# START OF Article
Additionally, scholars have researched various types of multi-period CCUS SCND problems. For instance, Yue et al. formulated a MINLP model for a multi-period CCUS SCND, considering the seasonal growth characteristics of algal organisms. The objective is to maximize the amount of carbon sequestration in geological formations [17,18]. Morbee et al. addressed a multi-period CCUS SCND problem pertaining to the European power sector from 2015 to 2050. They proposed a multi-period MILP model for the considered problem [19]. Abdoli et al. also proposed a multi-period MILP model for a CCUS SCND problem, incorporating multiple capture technologies. They divided 20 years into four periods of five years. Scholars have, in recent years, studied CCUS SCND problems, considering various uncertainty factors [20]. For instance, Han and Lee developed a stochastic MILP model that uses probability density functions and discrete interval values to describe uncertain parameters, such as operating costs, environmental impacts, and technological losses [21]. He et al. used interval numbers and uniform distribution functions to represent uncertain parameters, such as carbon capture and geological storage capacity, and proposed a worst-case MILP formulation and a robust stochastic two-stage MILP model for the robust optimal source−sink matching problem in CCS supply chains under uncertainty [22]. D’Amore and Bezzo investigated the uncertain CCS SCND problem under different carbon emission target scenarios and proposed a stochastic MILP model based on scenario analysis [23]. Kegl et al. developed a SMILP model using scenario analysis. They studied five different carbon tax price scenarios and performed annual profit sensitivity analyses. Additionally, they proposed a MINLP model aimed at minimizing the total SC cost. The authors proposed a conceptual MINLP model to determine the optimal capacity and deployment time of the CCUS system, as well as the optimal matching of emission sources and storage facilities [24].
# END OF Article
# START OF Excerpted data
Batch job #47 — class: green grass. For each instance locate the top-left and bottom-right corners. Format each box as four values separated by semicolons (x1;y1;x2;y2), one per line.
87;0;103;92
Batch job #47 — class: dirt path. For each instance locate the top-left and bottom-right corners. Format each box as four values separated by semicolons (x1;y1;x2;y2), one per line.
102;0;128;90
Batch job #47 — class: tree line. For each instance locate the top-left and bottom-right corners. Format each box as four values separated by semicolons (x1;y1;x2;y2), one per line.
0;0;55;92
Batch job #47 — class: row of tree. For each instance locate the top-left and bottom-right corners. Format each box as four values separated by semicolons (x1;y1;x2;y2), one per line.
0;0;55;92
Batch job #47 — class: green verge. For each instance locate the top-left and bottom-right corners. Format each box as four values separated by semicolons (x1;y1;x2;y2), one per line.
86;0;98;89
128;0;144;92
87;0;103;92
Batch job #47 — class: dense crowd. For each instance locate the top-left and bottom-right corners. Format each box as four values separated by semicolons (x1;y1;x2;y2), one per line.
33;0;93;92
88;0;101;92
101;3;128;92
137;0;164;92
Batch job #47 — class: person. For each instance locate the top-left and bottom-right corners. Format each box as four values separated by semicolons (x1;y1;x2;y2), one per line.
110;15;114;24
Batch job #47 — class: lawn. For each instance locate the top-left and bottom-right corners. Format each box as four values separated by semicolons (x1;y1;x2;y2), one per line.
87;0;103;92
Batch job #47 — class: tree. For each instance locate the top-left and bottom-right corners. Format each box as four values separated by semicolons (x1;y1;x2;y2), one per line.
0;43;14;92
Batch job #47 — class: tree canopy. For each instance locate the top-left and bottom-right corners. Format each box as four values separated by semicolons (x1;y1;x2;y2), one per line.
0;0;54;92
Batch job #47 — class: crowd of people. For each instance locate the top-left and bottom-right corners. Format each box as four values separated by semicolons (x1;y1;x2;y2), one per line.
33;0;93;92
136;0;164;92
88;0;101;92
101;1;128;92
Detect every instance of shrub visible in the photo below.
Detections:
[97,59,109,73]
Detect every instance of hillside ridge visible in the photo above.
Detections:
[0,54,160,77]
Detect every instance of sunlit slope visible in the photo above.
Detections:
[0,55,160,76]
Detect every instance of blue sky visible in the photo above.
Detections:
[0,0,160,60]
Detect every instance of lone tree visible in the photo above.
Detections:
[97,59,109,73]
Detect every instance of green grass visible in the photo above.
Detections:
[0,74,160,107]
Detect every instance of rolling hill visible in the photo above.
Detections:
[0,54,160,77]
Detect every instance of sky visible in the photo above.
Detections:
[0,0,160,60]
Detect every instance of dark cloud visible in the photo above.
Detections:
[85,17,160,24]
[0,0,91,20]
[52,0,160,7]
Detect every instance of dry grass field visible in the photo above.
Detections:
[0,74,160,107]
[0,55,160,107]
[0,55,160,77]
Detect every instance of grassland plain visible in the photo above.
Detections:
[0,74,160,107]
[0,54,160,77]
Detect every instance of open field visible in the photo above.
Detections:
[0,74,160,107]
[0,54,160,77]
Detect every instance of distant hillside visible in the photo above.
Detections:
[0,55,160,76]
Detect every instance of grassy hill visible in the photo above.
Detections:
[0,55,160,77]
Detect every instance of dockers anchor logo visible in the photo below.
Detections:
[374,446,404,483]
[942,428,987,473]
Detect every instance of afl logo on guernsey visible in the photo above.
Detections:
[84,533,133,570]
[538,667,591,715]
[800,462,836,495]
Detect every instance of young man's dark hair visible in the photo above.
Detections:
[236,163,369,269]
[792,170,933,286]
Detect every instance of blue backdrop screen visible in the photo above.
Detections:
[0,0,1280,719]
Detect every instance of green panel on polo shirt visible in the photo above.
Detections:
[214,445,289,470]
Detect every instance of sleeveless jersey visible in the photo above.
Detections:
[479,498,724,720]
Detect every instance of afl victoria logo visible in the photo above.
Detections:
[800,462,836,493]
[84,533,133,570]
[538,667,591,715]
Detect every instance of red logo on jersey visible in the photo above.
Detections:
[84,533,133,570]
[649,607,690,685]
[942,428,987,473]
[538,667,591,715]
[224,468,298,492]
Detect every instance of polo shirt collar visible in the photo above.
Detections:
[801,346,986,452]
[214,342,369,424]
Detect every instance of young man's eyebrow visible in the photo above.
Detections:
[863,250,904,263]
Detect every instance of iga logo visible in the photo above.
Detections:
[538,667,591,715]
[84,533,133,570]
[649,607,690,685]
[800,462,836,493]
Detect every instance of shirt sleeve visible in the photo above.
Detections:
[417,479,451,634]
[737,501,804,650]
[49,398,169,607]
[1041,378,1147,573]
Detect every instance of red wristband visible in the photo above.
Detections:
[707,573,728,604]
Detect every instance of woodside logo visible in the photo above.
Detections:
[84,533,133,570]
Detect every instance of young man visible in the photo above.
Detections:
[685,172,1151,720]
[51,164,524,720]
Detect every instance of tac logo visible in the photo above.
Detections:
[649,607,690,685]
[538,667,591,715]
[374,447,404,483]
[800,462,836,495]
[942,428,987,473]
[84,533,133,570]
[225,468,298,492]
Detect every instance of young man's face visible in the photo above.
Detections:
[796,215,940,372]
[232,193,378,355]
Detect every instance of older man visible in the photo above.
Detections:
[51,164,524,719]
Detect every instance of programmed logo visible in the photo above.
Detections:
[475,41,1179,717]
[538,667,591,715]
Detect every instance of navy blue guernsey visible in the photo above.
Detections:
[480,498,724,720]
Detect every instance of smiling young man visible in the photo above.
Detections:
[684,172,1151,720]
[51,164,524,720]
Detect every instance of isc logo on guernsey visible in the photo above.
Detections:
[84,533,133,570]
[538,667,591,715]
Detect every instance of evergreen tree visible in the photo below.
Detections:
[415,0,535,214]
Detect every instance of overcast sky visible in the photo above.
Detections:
# END OF Excerpted data
> [Set exercise 1] Translate this sentence from the passage on CCUS supply chain design into Spanish: "D’Amore and Bezzo investigated the uncertain CCS SCND problem under different carbon emission target scenarios and proposed a stochastic MILP model based on scenario analysis [23]."
> [Set exercise 2] Pick up the passage on CCUS supply chain design after its last sentence and continue it.

> [Exercise response 1] D’Amore y Bezzo investigaron el problema incierto de SCND de CCS bajo diferentes escenarios de objetivos de emisiones de carbono y propusieron un modelo MILP estocástico basado en el análisis de escenarios [23].

> [Exercise response 2]
2.2. Literature Review on Resilient Supply Chain Network Design

The concept of ‘Supply Chain Resilience’ was first introduced by Professors Rice and Caniato in 2003 [25]. Later, Christopher and Peck provided a formal definition, stating that the term refers to the supply chain’s ability to recover to its original or an improved state after a disruption [26]. Since then, the definition of supply chain resilience has evolved with further research. The current widely recognized definition of supply chain resilience was provided by Ponomarov and Holcomb, who defined it as the preventive preparation for potential contingencies, the rapid response after a disruption occurs and the adaptive capacity to recover from the disruption [27].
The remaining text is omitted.